TASK DESCRIPTION - Reproduce the material below line for line, with no changes, leaving out the pictures.

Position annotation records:
----------------

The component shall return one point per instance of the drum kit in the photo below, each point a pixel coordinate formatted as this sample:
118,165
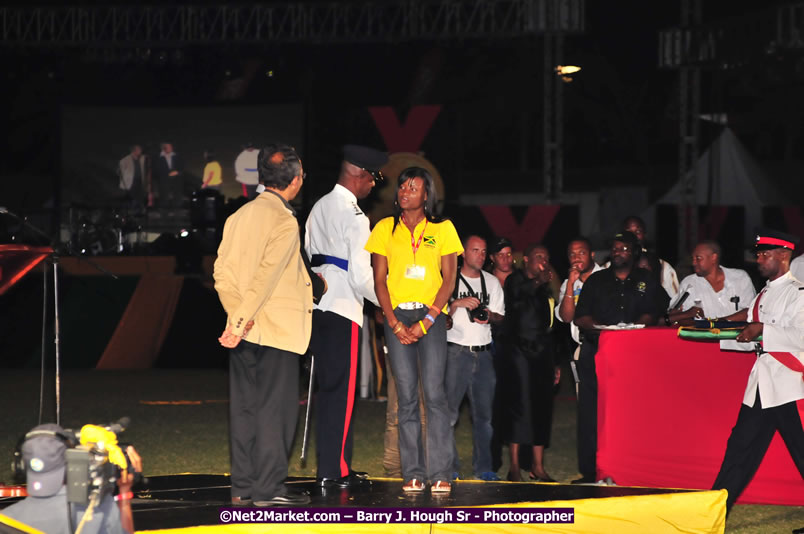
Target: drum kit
126,229
103,231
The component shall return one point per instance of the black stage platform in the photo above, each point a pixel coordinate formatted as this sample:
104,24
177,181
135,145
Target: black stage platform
192,500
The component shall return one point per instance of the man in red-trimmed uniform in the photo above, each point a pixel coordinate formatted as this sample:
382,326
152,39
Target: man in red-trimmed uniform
776,381
336,232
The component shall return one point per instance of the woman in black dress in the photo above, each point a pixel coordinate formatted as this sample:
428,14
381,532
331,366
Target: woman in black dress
532,374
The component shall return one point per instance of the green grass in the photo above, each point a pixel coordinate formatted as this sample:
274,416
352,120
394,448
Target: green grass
193,438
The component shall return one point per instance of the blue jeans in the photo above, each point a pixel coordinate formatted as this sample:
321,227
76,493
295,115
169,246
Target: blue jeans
472,373
425,359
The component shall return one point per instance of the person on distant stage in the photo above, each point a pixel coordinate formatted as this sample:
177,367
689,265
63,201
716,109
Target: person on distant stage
246,171
470,363
167,171
133,173
667,276
336,232
713,291
46,508
212,176
414,257
623,293
776,381
265,287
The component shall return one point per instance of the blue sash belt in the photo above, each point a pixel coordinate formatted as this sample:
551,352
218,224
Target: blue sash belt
322,259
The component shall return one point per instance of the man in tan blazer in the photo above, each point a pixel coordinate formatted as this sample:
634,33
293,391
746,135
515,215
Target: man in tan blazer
266,290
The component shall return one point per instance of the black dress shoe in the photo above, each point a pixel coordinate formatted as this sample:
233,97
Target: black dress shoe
289,498
349,481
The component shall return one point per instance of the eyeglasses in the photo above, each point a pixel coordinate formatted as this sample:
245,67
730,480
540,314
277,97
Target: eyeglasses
377,175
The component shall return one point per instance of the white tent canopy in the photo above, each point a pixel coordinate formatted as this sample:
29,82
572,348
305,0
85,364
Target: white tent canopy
727,175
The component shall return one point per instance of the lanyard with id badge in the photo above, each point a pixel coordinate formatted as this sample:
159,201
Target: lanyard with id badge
413,271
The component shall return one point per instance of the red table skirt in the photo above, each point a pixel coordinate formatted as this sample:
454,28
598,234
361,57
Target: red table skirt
666,408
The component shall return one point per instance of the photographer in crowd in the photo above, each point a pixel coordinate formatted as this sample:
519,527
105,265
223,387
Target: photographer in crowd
477,302
46,507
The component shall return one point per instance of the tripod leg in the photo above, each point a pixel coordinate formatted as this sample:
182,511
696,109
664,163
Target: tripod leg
306,435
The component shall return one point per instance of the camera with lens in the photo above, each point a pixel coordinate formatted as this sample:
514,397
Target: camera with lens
481,313
94,466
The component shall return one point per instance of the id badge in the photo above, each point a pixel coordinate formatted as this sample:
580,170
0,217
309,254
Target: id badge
415,272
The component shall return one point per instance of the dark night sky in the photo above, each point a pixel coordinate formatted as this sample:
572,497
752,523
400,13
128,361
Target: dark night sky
621,110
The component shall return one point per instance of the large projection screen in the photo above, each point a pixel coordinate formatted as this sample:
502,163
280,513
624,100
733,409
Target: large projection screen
94,139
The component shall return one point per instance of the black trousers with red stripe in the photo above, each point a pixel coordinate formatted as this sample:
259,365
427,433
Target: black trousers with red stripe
335,344
750,439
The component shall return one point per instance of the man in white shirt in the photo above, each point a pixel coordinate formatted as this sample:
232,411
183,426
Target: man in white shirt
776,381
132,171
713,291
246,171
336,232
478,300
582,265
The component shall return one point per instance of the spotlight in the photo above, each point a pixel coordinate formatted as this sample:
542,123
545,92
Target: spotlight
564,70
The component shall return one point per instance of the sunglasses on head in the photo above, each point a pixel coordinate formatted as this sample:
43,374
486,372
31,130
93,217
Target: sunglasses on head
377,175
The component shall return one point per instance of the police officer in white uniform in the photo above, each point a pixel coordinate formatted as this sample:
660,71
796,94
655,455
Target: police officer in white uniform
336,232
776,381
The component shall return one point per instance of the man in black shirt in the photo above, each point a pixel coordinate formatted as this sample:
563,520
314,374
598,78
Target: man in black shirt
622,293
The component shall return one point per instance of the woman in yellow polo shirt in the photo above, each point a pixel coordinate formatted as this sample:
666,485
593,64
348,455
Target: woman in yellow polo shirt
414,254
212,172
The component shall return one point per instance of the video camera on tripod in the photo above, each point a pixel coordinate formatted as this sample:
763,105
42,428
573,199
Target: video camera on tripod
93,459
95,464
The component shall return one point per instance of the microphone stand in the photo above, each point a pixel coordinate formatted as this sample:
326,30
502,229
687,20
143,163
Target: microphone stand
55,245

----------------

THE REPLY -
The component shall return one point per instance of the drum kit in the photo below, each point a pixel coordinate formatted as this sample:
118,165
Target: drum kit
126,229
103,231
The component shall return one point per instance of the black stage platform in the photo above, each point a pixel coordinate formatted as this sample:
104,24
177,181
135,145
Target: black stage platform
192,500
The component shall return one point per instance of the man in red-trimmed uniform in the photo above, each point a pixel coordinate formatted as this sample:
382,326
152,39
Target: man in red-trimmed uniform
776,381
336,232
The component shall return one point per instance of the woman in black dress in the photo above, each point a pixel coordinate formatted as this sample:
428,14
381,532
331,366
Target: woman in black dress
532,374
The component shall return one point per instance of the green grass in the photo above, each point a pixel coordinate formatted as this sample:
274,416
352,120
394,448
Target: green grass
193,438
The component shall return one point per instance of the blue jeans in the photo above, each point a pixel coordinate formatted as this sample:
321,227
76,493
295,115
169,246
Target: blue jeans
472,373
425,359
The component shall return one point per instance of the person on distant stage in the photo above, each point a pixel coordinate formatted as this sample:
177,367
689,265
63,201
716,109
Target: person on distant stage
246,171
470,363
167,171
133,173
667,276
336,232
713,291
46,508
212,176
414,257
623,293
776,381
265,287
The component shall return one point per instance of the blue sash belt in the photo above, each point a pixel coordinate formatted as this sample:
551,352
218,224
Target: blue sash belt
322,259
The component shall return one point per instance of the man in tan blazer in the photo above, each point a pixel coordinate formatted as this sample:
634,33
293,391
746,135
515,215
Target: man in tan blazer
266,290
The component shall return one point per instance of the black dress shoe in the photo above, each point a pixel coordinate formatted as this sample:
233,97
Target: black dress shoe
289,498
349,481
The component shall return one point per instance of the eyeglasses in the photo above, each point a pixel coordinate formatted as this sample:
245,67
730,480
540,314
277,97
Target: eyeglasses
377,175
The component shall return one point per instance of the white tent canopy in the photo above, each point a pixel coordinate formatted as this sample:
29,82
572,348
305,0
85,364
Target: white tent canopy
727,175
The component shall return one point per instance of the lanyard with id badge in the photo above, each point a pixel coordinate formatted as this sample:
159,201
Target: lanyard with id badge
413,271
The component shall return one point per instance of the red table skirt in the photo above, each point a pixel coordinate formatted as this sample:
454,28
598,234
361,57
Target: red table skirt
666,408
The component shall return one point per instance of the photographer in crowd in the photo above, each point a pixel coordinate formatted as this sample:
519,527
105,265
223,387
Target: photographer in crowd
477,302
46,507
The component shall return one point per instance of the tripod leg in the photo above, each point a pixel coordinate formatted as this sample:
182,511
696,109
664,163
Target: tripod leg
306,435
The component shall return one point per instance of the camera with lens in the photo above, each point a pixel coordinate formatted as this sample:
514,397
Target: camera with lens
481,313
94,466
The component shall return one point per instance of the id badge in the photo above, each point a pixel coordinate formatted as this sample:
580,170
0,217
309,254
Target: id badge
415,272
The component shall return one point per instance of the dark night sky in the photo above, each point a pixel coordinate formatted as this sample:
572,497
752,523
400,13
128,361
Target: dark night sky
621,110
The component shall return one point per instance of the large projection screen in the photo above, each point a pixel coordinate formatted as this sample:
502,163
280,513
624,100
733,409
Target: large projection screen
94,139
The component shall return one point per instance of the black trousers with red stripe in the photo above, each point a pixel coordinate formatted as this sample:
259,365
427,433
Target: black trousers with red stripe
335,344
750,439
The component shall return one point per instance of the man in white shirt in the photo above, each point a pixel coordinate formatted as this sample:
232,411
183,426
Target: man in white shirt
776,381
132,171
713,291
246,171
336,232
478,300
582,265
The component shall return one point per instance of the spotlight in the photo above, each point a pixel coordinate formatted as this sample:
542,123
545,92
Target: spotlight
564,70
The component shall return one point per instance of the sunglasses on head in the photo above, each point a pixel coordinate formatted as this sample:
43,374
486,372
31,130
93,217
Target: sunglasses on head
377,175
The component shall return one point per instance of the police officer in white uniform in the photo above, each point a pixel coordinate formatted as this sample:
660,71
796,94
655,455
Target: police officer in white uniform
336,232
776,381
The component shall return one point per instance of the man in black shirt in the photo above, each point a pixel coordinate formatted as this sample:
563,520
314,374
598,78
Target: man in black shirt
622,293
The component shall return one point per instance of the woman in yellow polo shirt in the photo above, each point a pixel coordinate formatted as this sample:
666,485
593,64
348,455
Target: woman in yellow polo shirt
414,254
212,172
The component shall return one point per instance of the video camera on tripod in the photo above, each point a pixel coordinate formatted as this sample:
763,105
42,428
573,199
Target: video camera on tripod
93,459
95,464
The component shall return one point per instance of the microphone stand in the photo above, each point a pixel coordinate formatted as this sample:
326,30
502,229
687,20
143,163
Target: microphone stand
55,245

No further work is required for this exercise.